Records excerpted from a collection
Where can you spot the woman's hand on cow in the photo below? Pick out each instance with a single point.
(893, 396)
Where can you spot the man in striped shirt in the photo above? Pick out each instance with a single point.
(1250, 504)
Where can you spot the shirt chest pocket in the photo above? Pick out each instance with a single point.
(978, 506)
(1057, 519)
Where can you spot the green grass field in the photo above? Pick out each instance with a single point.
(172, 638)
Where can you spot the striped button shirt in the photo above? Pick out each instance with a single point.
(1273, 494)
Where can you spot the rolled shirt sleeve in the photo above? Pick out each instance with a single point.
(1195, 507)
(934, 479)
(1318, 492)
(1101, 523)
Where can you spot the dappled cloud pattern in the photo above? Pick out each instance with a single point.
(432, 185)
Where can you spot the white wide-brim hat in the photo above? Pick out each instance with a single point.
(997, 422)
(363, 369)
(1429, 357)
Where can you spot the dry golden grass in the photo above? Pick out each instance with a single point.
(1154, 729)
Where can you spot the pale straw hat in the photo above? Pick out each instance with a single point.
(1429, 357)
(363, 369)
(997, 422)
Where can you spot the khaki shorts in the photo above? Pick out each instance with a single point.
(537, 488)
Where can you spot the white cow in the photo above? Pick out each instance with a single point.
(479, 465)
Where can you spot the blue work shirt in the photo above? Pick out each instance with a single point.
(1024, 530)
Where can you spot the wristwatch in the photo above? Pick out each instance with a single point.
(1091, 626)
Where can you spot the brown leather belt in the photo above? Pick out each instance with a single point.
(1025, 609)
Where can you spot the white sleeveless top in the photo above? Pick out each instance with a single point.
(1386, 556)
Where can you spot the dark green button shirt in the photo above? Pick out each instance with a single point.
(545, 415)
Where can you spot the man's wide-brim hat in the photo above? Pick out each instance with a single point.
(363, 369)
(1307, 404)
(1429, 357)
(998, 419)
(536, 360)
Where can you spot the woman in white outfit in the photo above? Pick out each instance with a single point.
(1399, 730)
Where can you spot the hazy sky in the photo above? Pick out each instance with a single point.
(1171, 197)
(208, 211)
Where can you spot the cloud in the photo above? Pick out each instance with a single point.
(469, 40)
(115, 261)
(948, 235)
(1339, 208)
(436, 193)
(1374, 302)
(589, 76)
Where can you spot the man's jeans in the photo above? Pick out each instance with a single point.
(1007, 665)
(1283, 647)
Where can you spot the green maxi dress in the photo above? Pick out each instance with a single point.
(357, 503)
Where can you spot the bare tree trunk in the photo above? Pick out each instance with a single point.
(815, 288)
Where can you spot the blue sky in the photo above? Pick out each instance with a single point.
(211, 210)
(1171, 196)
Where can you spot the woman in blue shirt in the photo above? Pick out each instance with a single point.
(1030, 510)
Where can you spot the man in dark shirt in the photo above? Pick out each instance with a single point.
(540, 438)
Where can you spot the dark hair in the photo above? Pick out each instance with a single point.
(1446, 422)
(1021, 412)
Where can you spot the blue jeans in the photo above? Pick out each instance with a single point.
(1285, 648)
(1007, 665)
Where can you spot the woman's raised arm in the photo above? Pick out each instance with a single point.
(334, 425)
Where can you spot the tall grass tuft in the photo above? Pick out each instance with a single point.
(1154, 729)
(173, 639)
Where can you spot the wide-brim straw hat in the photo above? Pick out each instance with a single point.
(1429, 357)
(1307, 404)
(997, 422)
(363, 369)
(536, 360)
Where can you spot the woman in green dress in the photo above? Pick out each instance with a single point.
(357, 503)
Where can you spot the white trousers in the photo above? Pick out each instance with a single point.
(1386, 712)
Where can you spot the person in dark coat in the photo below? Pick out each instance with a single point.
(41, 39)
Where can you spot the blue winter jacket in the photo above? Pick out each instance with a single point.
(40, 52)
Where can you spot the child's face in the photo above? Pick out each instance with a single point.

■ **WRITTEN INSTRUCTION**:
Reproduce all of the records exactly.

■ **FINAL RESULT**:
Where can you spot the woman's hand on cow in the photo below? Pick out each instance with a single point.
(893, 396)
Where can you spot the man in striped shirt in the photo above? Pick out each instance with a single point.
(1250, 504)
Where can you spot the shirt chest pocket in the photo above? Pick out each instance with a single point.
(978, 506)
(1057, 519)
Where can you spot the green grass field in the photo above? Pick out each instance with a single point.
(172, 638)
Where can you spot the striped button shirt in the photo above? Pick out each instance with a single point.
(1273, 494)
Where can you spot the rolled shirt sleeve in the photo above? Pick out each instance with a single point.
(1195, 507)
(934, 479)
(1318, 492)
(1101, 523)
Where can you spot the dappled cloud pattern in the photo above? Pick out each instance with a single point.
(432, 185)
Where can you spot the white wide-brim hat in the photo above? Pick out each instance with a single point.
(997, 422)
(363, 369)
(1429, 357)
Where can you spot the dry golden grass in the photo above? Pick out each instance with a single point.
(1154, 729)
Where can you spot the pale straw hat in the photo above? Pick out each instance with a single point.
(1429, 357)
(363, 369)
(997, 422)
Where can you spot the khaki shorts in the photo above? Pick out each instance with a single point.
(537, 488)
Where can you spot the white cow in the photo above? Pick out each instance with a single point.
(479, 465)
Where can you spot the blue work shirt in the photo above? Pick out each instance with a single point.
(1024, 530)
Where can you spot the wristwatch in the photo above? Pick out each instance with a single point.
(1091, 626)
Where can you spot the brown leather belt in the photo above? Pick out each instance with a single point.
(1025, 609)
Where can you spot the white sleeveless top in the photo above? Pick out each instance with a single point.
(1386, 556)
Where can you spot the dark green button shirt in the photo above? Pick out each instance with a single point.
(545, 415)
Where can you spot the man's wide-brim hat in the photo above? Pick out each instance with a single point.
(363, 369)
(1307, 404)
(1429, 357)
(998, 419)
(536, 360)
Where can you spot the woman in white outfit in the photo above? Pick out each instance with a single point.
(1399, 730)
Where can you spot the hazy sky in the photo above? Pick out each instance with a single point.
(1171, 197)
(208, 211)
Where can you spot the cloud in the photo above? Pick out each instance with a single point.
(469, 40)
(115, 261)
(948, 235)
(1339, 208)
(436, 193)
(1374, 302)
(589, 76)
Where can you spot the man's jeans in the photo above? Pick out each instance with a single point.
(1007, 665)
(1283, 647)
Where can you spot the green maxi dress in the photo above? Pick out each instance with a single point.
(357, 503)
Where can you spot the bare tree trunk in the photo above? Pick out each instance with a single point.
(815, 288)
Where can you spot the blue sky in the photo above? Pick out each instance with a single point.
(211, 210)
(1171, 196)
Where can you spot the woman in blue shirt in the photo above? Pick out each instance with a single point.
(1030, 510)
Where can you spot the man in dark shirt in the photo above? Pick out each instance with a single point.
(540, 438)
Where can you spot the dark hair in the photo above? Pick out each instance with a single point.
(1446, 422)
(1021, 412)
Where can you spot the blue jeans in the photo above? Pick out each instance with a single point.
(1285, 648)
(1007, 665)
Where can you spot the woman's raised arm in the photo above? Pick out each instance with a single point.
(334, 425)
Where can you spot the tall grass tuft in the photo above? Pick out each instance with a single point.
(1154, 729)
(173, 639)
Where can you spot the wide-brim straw hat in the photo above? Pick out each instance with a single point.
(1429, 357)
(1307, 404)
(997, 422)
(363, 369)
(536, 360)
Where can you spot the woman in green dress in the photo above? Pick out each instance with a single point.
(357, 503)
Where can you spot the white trousers in the photo above? Pick out each instance with a single point.
(1386, 712)
Where can you spot the person in dark coat in the photo below? Pick out each instance with a single point.
(41, 39)
Where can you spot the blue winter jacket in the photo above? Pick out each instance with a single point.
(40, 52)
Where can you spot the child's face in the photo above? Pick out each instance with a single point.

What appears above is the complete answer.